• What is required
Only the run of lines from the one containing "Annotation task — pin every instance of the sky" through the last line should be returned, exactly as written.

-.-.-

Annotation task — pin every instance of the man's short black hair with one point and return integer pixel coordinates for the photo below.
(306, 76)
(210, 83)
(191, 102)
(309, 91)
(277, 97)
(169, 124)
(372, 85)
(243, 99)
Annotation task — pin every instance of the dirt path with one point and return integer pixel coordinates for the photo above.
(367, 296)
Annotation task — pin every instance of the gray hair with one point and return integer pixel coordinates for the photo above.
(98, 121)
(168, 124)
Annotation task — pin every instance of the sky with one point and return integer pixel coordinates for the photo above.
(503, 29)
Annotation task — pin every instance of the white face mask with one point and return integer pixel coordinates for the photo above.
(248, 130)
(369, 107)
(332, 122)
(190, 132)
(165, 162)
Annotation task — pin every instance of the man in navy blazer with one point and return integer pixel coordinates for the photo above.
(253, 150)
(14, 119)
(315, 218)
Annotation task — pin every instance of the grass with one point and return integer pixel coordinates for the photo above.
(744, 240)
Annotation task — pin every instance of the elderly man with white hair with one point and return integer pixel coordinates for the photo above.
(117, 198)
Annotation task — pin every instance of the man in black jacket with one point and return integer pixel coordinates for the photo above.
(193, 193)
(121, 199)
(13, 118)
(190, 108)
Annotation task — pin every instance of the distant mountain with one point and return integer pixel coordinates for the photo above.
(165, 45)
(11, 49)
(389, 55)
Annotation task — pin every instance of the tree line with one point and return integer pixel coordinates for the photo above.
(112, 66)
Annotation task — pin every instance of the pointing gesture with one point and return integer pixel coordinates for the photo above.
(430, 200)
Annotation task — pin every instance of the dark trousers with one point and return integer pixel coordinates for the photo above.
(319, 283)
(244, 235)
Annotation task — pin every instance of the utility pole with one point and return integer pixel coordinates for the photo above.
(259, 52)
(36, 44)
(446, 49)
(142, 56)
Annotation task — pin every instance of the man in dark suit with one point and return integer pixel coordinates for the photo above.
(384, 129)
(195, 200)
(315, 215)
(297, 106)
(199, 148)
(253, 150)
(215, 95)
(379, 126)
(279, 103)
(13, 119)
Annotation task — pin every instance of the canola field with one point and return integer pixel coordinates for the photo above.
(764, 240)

-.-.-

• Solution to the exercise
Annotation task — pin every instance of the sky with one point and return integer pixel coordinates for the photo above.
(503, 29)
Annotation task — pin every instance of the white face mask with one point and return integer pixel coordinates for the photo above.
(248, 130)
(369, 107)
(332, 122)
(190, 132)
(165, 162)
Annotation task — pin every instance of the man in navy blazer with one point and return integer pixel coordinates for the photo above.
(253, 150)
(14, 119)
(315, 218)
Annotation task — pin every instance of the grass with one point and return integer pixel coordinates for the photo above.
(744, 240)
Annotation task — pin every instance of the elderly man with white hair with one point and return integer pixel coordinates for the photo above.
(117, 198)
Annotation task — pin every instance of the man in black jacket with one point and return integer pixel coordinates for the photo above.
(193, 193)
(121, 199)
(13, 118)
(190, 108)
Annotation task — pin every instance of the distant mountain with one point and return integer pixel coordinates for the photo above.
(165, 45)
(11, 49)
(389, 55)
Annotation task — pin every instance of the tree line with one point and return integer pixel coordinates for the photo above.
(112, 66)
Annotation task — pin every instance of the pointing gesture with one point and return integer pixel coordinates for the photo above.
(430, 200)
Annotation task — pin every instance of the dark trousers with one point and return integer pixel coordinates for the photo above.
(319, 283)
(244, 235)
Annotation task — pin every instance of the utility pole with one point and return integer pixel coordinates for the photo above.
(259, 52)
(36, 44)
(446, 49)
(142, 56)
Annotation task — pin every instance of the man in dark suit with one point and return integer pixel coordinates for the photo above.
(384, 129)
(195, 200)
(315, 215)
(297, 106)
(199, 148)
(253, 150)
(215, 95)
(379, 126)
(279, 103)
(13, 119)
Annotation task — pin every instance of the canola field with one point and return integer pixel coordinates for the photo above.
(764, 240)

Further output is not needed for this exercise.